*WHAT IS NEEDED:*
Starting at the first line of the records below, copy every line unchanged, and stop after the line that contains "point(157, 288)".

*DATASET ENTRIES:*

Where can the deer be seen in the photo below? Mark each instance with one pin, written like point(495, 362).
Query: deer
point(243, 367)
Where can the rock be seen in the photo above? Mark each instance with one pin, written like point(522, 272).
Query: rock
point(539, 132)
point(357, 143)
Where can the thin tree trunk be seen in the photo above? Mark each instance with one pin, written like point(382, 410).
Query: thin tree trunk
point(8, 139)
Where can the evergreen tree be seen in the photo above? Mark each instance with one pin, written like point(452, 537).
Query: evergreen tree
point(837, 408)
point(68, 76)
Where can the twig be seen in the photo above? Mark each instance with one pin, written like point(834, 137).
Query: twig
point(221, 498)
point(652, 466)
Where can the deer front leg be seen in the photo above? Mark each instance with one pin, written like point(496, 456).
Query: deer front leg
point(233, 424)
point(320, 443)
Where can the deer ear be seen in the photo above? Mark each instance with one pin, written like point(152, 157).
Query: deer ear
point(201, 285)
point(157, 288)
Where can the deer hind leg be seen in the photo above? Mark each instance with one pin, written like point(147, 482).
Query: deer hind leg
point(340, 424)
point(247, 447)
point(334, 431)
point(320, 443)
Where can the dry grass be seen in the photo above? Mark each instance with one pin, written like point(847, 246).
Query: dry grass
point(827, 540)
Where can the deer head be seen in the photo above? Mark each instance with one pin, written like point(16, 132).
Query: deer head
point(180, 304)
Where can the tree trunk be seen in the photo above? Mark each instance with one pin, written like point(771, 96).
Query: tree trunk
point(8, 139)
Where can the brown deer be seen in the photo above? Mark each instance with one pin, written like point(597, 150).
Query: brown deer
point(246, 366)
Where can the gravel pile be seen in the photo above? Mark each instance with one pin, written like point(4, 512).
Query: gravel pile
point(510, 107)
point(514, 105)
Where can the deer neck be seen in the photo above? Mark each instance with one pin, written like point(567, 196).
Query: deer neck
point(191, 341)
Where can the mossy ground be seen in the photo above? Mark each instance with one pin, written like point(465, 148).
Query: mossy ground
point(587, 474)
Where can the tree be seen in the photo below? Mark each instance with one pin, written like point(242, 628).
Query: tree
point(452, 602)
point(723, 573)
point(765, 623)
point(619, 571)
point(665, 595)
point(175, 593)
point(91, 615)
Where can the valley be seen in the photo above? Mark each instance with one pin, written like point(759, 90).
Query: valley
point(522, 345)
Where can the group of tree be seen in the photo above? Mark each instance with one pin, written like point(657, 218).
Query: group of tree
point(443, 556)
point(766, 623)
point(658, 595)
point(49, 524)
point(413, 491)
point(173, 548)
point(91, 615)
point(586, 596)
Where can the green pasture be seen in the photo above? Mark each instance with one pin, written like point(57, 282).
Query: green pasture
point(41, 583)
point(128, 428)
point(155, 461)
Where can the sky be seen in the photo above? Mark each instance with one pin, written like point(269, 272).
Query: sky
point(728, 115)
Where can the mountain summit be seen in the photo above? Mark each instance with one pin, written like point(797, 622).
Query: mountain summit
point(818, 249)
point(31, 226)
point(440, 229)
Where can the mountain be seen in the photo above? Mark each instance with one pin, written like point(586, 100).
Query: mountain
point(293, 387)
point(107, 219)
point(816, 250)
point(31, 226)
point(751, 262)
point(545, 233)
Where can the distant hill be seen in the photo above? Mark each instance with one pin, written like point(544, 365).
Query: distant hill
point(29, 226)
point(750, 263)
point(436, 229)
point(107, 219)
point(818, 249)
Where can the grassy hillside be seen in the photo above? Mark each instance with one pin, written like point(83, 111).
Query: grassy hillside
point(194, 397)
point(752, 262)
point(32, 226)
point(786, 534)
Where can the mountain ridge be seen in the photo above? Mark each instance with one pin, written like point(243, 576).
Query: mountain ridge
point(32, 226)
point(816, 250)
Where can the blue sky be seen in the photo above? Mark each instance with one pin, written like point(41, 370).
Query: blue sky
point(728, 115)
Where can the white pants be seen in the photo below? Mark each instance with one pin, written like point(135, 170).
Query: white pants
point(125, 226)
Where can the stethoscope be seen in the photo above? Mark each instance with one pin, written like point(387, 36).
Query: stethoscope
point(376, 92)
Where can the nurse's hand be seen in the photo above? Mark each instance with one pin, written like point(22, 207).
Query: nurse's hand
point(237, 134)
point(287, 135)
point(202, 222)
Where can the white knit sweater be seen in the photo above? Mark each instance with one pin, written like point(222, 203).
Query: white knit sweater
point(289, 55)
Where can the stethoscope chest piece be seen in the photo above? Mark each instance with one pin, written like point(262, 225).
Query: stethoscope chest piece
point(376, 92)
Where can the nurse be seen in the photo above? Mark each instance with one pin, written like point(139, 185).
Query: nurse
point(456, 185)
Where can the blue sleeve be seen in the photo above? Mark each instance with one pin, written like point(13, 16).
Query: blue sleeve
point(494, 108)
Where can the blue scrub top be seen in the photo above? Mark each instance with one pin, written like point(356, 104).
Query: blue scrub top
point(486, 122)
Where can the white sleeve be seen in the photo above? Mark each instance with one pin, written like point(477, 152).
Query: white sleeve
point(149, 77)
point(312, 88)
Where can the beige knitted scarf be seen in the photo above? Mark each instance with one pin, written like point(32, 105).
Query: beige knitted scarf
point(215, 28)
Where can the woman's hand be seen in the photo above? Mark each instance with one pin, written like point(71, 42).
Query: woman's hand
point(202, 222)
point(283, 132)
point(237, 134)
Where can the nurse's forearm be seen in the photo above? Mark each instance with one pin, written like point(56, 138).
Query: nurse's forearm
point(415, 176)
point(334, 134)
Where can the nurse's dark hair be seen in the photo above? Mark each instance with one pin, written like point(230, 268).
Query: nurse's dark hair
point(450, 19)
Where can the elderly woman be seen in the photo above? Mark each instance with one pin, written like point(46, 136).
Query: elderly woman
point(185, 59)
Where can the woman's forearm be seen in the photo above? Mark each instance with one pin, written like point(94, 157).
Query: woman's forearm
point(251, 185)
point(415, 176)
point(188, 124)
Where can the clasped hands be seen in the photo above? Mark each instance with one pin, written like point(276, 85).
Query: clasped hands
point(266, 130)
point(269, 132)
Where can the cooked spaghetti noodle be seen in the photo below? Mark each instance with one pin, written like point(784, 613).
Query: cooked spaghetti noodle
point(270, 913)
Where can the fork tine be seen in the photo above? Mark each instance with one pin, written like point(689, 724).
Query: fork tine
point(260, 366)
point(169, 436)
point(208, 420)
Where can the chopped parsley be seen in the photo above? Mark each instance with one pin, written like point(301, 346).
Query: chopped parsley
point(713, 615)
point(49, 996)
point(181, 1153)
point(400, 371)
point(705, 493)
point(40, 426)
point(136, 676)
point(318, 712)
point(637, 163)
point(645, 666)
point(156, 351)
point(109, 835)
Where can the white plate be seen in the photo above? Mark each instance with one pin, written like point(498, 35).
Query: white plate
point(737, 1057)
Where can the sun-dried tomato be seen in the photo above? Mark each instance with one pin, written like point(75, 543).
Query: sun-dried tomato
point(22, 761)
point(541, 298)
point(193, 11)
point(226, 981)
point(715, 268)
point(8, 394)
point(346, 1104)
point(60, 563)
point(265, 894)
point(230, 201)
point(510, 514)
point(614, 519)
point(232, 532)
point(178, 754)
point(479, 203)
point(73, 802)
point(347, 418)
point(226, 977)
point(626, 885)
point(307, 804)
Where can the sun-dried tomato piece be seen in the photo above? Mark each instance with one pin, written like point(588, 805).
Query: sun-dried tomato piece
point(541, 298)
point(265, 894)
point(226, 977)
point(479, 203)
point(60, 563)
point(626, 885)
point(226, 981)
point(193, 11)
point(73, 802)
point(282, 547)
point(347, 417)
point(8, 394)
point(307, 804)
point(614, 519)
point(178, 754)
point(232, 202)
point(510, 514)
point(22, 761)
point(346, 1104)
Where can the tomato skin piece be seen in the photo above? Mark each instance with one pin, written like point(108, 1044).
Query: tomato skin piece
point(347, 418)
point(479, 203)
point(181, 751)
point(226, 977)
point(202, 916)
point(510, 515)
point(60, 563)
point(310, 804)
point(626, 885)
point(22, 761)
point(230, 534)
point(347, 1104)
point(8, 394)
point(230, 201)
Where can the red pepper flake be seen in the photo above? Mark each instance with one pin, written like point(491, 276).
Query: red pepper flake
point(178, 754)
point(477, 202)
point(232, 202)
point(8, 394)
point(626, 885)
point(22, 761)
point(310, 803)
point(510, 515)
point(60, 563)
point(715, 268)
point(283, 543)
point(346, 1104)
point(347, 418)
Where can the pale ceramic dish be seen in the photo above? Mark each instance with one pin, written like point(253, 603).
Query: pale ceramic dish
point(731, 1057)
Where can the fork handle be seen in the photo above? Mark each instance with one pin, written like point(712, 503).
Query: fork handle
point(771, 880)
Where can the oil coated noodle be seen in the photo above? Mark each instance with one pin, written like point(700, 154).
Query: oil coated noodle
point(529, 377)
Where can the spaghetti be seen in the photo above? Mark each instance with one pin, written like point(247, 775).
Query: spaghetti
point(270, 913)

*EXERCISE SOLUTION:*
Where can the deer be seen in the photo below? Mark each instance with one pin, written like point(495, 362).
Query: deer
point(243, 367)
Where can the rock be seen in the photo above? Mark each instance with one pin, written like point(522, 272).
Query: rock
point(539, 132)
point(357, 143)
Where can the thin tree trunk be seen in the photo above? Mark each instance with one pin, written like point(382, 410).
Query: thin tree trunk
point(8, 139)
Where can the evergreen tree be seen in the photo above? Mark each instance with one pin, written like point(452, 537).
Query: evergreen tree
point(837, 408)
point(68, 76)
Where can the twig be seen in the photo above? Mark each instance with one pin, written like point(834, 137).
Query: twig
point(221, 498)
point(652, 466)
Where can the deer front leg be seen in the photo above? Mark each instance with one pin, written like point(496, 456).
Query: deer front leg
point(233, 424)
point(320, 443)
Where can the deer ear be seen in the photo above? Mark each instance with one pin, written like point(152, 157).
Query: deer ear
point(201, 285)
point(157, 288)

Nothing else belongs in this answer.